-- PROBLEM DESCRIPTION --
Print the records again, character for character.

Dataset items
Start
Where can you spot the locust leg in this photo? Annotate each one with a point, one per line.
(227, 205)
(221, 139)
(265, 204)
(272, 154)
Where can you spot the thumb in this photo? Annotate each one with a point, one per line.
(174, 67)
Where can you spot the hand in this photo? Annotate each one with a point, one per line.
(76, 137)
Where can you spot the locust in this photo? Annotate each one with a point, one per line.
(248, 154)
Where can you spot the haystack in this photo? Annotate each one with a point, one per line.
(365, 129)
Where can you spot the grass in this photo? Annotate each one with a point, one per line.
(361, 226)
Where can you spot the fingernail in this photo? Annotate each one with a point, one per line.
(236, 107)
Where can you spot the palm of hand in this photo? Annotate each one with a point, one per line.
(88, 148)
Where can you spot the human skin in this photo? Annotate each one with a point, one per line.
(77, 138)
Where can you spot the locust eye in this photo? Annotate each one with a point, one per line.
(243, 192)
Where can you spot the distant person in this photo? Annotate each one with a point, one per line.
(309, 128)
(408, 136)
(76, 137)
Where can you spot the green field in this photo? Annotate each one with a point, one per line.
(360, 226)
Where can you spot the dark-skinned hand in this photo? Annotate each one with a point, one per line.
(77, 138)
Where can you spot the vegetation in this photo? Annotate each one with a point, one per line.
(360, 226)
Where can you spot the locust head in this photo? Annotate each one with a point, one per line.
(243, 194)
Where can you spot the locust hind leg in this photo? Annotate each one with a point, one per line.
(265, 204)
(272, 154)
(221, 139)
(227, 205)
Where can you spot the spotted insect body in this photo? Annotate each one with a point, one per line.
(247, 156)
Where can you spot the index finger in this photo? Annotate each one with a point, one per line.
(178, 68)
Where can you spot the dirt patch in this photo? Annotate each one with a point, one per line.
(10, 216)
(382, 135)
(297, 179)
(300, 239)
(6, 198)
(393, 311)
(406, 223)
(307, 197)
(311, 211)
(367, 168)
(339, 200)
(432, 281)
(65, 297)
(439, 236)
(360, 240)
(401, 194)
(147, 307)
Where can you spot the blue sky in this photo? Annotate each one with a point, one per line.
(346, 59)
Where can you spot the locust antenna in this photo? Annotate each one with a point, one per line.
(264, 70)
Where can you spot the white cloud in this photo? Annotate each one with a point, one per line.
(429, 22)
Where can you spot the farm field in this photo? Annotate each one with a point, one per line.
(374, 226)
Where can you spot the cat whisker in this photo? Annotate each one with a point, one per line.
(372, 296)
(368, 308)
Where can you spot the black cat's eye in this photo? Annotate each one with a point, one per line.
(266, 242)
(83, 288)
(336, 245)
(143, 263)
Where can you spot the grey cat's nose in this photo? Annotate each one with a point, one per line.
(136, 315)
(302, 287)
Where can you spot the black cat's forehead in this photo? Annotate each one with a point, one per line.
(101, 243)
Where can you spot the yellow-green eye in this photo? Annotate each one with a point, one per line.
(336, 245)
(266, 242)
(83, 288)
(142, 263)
End
-- OUTPUT FOR THIS EXERCISE --
Where can you spot the locust leg in this photo? Annotate each one with a point, one per line.
(227, 205)
(221, 139)
(265, 204)
(272, 154)
Where can you spot the thumb in this photo? Annotate each one with a point, one per line.
(174, 67)
Where can you spot the hand in this photo? Annotate each one with a point, one per line.
(76, 137)
Where can you spot the locust in this photo? Annotate each one with a point, one per line.
(248, 154)
Where can you spot the haystack in this photo? Annotate each one with a point, one per line.
(365, 129)
Where can you spot the grass in this photo? Annotate each one with a point, one per line.
(361, 226)
Where can you spot the fingernail in this photo? Annotate each one with a point, one per line.
(236, 107)
Where can you spot the palm of hand in this photo? Annotate each one with a point, one per line.
(88, 148)
Where can you spot the human skin in this photo? Annotate each one with a point, one per line.
(77, 138)
Where can you spot the locust eye in this photo? Annotate each one with a point, one per line.
(243, 192)
Where can you spot the distant person in this photo? Annotate each one with a point, one per line.
(309, 128)
(408, 136)
(76, 137)
Where can you spot the green field in this photo? Annotate each one with a point, one per line.
(360, 226)
Where can you spot the dark-skinned hand in this photo? Annotate each one with a point, one per line.
(77, 138)
Where can you spot the vegetation in this photo? Annotate each one with a point, one per line.
(360, 226)
Where can you spot the locust head in this photo? Annotate each one with a point, one per line.
(243, 194)
Where can you spot the locust hind leg in this photo? Annotate each one with a point, one per line.
(265, 204)
(272, 154)
(221, 139)
(227, 205)
Where can you spot the spotted insect body in this photo? Annotate each one with a point, one per line.
(247, 156)
Where can you spot the index finger in this photo? Annotate each one with a point, one per line.
(178, 68)
Where can you spot the dirt patch in this photo? Annotate each one with a point, one per line.
(10, 216)
(382, 135)
(297, 179)
(300, 239)
(6, 198)
(393, 311)
(406, 223)
(307, 197)
(311, 211)
(367, 168)
(339, 200)
(432, 281)
(65, 297)
(439, 236)
(360, 240)
(401, 194)
(147, 307)
Where can you spot the blue sky in this photo? Annotate each one with a point, one per line.
(346, 59)
Where can you spot the locust antenna in this photo? Annotate each one with a point, one per line.
(264, 70)
Where can you spot the white cloud in this photo? Annotate each one with a point, one per line.
(429, 22)
Where can you spot the farm field in this photo? Annotate each one with a point, one per line.
(374, 226)
Where can you spot the cat whisker in this photo? Annotate each one with a point, one per line.
(372, 296)
(368, 308)
Where can you spot the black cat's eye in this photo? Annotate each one with a point, one per line.
(266, 242)
(83, 288)
(336, 245)
(143, 263)
Where can you spot the grey cat's nose in this photo? Annotate each one with a point, one per line.
(136, 315)
(302, 287)
Where can you spot the black cat's forehead in this photo? Annotate each one with a point, one per line.
(101, 243)
Where can you spot the yellow-green eye in this photo? Annotate each one with a point, one per line.
(336, 245)
(266, 242)
(83, 288)
(142, 263)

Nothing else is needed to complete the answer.